**EXTRACT:**
◇ ◇ ◇ ◇ ◇
ICSID Convention and New York Convention
North Macedonia is a party to the Convention on the Settlement of Investment Disputes between States and Nationals of Other States (ICSID Convention) and the European Convention on International Commercial Arbitration. Additionally, North Macedonia has either signed on to, or has inherited by means of succession from the former Yugoslavia, a number of bilateral and multilateral conventions on arbitration including the Convention Establishing the Multilateral Investment Guarantee Agency (MIGA); the New York Convention of 1958 on the Recognition and Enforcement of Foreign Arbitral Awards; the Geneva Protocol on Arbitration Clauses from 1923; and the Geneva Convention on Enforcement of Foreign Arbitration Decisions.
◇ ◇ ◇ ◇ ◇
**GIVEN RECORDS:**

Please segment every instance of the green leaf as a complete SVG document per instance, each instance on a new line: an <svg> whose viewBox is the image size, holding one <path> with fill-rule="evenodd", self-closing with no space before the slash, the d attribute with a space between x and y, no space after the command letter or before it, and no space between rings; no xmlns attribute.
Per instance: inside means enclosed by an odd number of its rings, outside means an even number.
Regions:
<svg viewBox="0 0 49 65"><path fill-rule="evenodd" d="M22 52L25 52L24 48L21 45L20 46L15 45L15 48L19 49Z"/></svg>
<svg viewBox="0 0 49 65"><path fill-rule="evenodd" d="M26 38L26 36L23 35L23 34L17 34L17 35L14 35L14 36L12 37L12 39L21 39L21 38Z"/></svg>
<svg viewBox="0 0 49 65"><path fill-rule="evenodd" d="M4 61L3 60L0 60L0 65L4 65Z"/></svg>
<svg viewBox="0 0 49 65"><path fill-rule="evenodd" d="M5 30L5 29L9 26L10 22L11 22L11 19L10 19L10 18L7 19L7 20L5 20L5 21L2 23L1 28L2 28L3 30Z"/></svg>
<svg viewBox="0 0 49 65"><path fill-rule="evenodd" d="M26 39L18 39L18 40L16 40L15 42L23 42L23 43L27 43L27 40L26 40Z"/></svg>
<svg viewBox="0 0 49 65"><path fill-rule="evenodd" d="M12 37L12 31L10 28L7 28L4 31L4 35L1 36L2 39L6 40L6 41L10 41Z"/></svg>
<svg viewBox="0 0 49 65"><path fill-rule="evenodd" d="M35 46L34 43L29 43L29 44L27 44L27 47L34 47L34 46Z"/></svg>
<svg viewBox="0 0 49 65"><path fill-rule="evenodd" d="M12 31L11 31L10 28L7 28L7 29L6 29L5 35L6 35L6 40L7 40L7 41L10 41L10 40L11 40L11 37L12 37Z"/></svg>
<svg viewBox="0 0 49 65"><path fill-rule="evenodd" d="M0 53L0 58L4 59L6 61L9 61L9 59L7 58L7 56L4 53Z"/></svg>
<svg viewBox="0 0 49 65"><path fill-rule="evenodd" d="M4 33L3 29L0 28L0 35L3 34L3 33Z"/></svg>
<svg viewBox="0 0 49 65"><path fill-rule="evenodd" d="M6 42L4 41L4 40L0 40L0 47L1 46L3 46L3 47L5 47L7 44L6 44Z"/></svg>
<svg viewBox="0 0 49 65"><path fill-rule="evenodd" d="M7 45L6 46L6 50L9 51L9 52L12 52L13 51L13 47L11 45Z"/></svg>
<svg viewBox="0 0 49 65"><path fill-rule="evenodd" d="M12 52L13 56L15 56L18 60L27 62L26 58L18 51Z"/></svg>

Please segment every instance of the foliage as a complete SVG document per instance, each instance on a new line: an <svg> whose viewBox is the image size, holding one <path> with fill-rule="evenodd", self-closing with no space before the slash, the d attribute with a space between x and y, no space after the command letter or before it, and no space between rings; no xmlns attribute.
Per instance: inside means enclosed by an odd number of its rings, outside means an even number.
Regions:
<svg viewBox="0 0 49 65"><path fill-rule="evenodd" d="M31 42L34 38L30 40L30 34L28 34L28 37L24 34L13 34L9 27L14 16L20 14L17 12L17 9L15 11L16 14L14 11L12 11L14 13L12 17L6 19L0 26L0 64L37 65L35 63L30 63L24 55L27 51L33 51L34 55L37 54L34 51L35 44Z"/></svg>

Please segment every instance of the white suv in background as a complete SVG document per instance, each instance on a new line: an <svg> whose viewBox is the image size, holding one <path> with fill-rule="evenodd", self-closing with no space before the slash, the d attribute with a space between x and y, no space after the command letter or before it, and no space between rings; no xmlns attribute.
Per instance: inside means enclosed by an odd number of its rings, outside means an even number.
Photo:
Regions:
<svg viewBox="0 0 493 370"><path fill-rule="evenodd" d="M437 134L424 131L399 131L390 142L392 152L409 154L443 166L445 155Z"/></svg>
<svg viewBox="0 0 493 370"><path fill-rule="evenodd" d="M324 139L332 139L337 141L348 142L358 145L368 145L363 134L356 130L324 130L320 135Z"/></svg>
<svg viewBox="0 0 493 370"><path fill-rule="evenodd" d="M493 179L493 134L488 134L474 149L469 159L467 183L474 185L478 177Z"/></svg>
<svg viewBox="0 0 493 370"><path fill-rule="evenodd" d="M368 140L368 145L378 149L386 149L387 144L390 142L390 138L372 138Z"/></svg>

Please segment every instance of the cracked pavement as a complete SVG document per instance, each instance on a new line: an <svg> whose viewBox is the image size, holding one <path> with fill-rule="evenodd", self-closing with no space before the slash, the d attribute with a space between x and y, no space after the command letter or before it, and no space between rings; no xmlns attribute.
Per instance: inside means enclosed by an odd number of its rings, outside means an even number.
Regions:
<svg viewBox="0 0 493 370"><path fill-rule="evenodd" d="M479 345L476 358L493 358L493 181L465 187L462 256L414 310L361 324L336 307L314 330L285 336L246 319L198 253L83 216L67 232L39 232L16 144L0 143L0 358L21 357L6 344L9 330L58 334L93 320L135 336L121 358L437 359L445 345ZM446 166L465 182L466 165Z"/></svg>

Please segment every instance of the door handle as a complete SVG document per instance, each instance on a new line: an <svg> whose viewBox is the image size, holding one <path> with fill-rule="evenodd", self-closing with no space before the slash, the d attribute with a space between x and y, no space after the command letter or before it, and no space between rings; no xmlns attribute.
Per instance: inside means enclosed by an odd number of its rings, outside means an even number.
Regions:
◇ ◇ ◇ ◇ ◇
**WORK TO COMPLETE:**
1. According to the passage on North Macedonia's arbitration conventions, what year is the Geneva Protocol on Arbitration Clauses from?
2. Reproduce the stretch of the passage on North Macedonia's arbitration conventions from "ICSID Convention and" through "Foreign Arbitration Decisions.".
3. Carry on the passage on North Macedonia's arbitration conventions with the part that would come next, starting after its final sentence.

**TASK ANSWERS:**
1. 1923

2.
ICSID Convention and New York Convention
North Macedonia is a party to the Convention on the Settlement of Investment Disputes between States and Nationals of Other States (ICSID Convention) and the European Convention on International Commercial Arbitration. Additionally, North Macedonia has either signed on to, or has inherited by means of succession from the former Yugoslavia, a number of bilateral and multilateral conventions on arbitration including the Convention Establishing the Multilateral Investment Guarantee Agency (MIGA); the New York Convention of 1958 on the Recognition and Enforcement of Foreign Arbitral Awards; the Geneva Protocol on Arbitration Clauses from 1923; and the Geneva Convention on Enforcement of Foreign Arbitration Decisions.

3.
In April 2006, the Law on International Commercial Arbitration came into force in North Macedonia. This law applies exclusively to international commercial arbitration conducted in the country. An arbitration award under this law has the validity of a final judgment and can be enforced without delay. Any arbitration award decision from outside North Macedonia is considered a foreign arbitral award and is recognized and enforced in accordance with the New York Convention of 1958 on the Recognition and Enforcement of Foreign Arbitral awards.
Investor-State Dispute Settlement
North Macedonia accepts binding international arbitration in disputes with foreign investors. Foreign arbitration awards are generally recognized and enforceable in the country provided the conditions of enforcement set out in the Convention and the Law on International Private Law (Official Gazette of the Republic of North Macedonia, No. 87/07 and No. 156/2010; http://www.slvesnik.com.mk/besplatni-izdanija.nspx?pYear=2010) are met. So far, the country has been involved in three reported investor-state disputes resolved in front of international arbitration panels with three more cases pending. None of those cases involved U.S. citizens or companies. Local courts recognize and enforce foreign arbitration awards issued against the Government of North Macedonia. The country does not have a history of extrajudicial action against foreign investors.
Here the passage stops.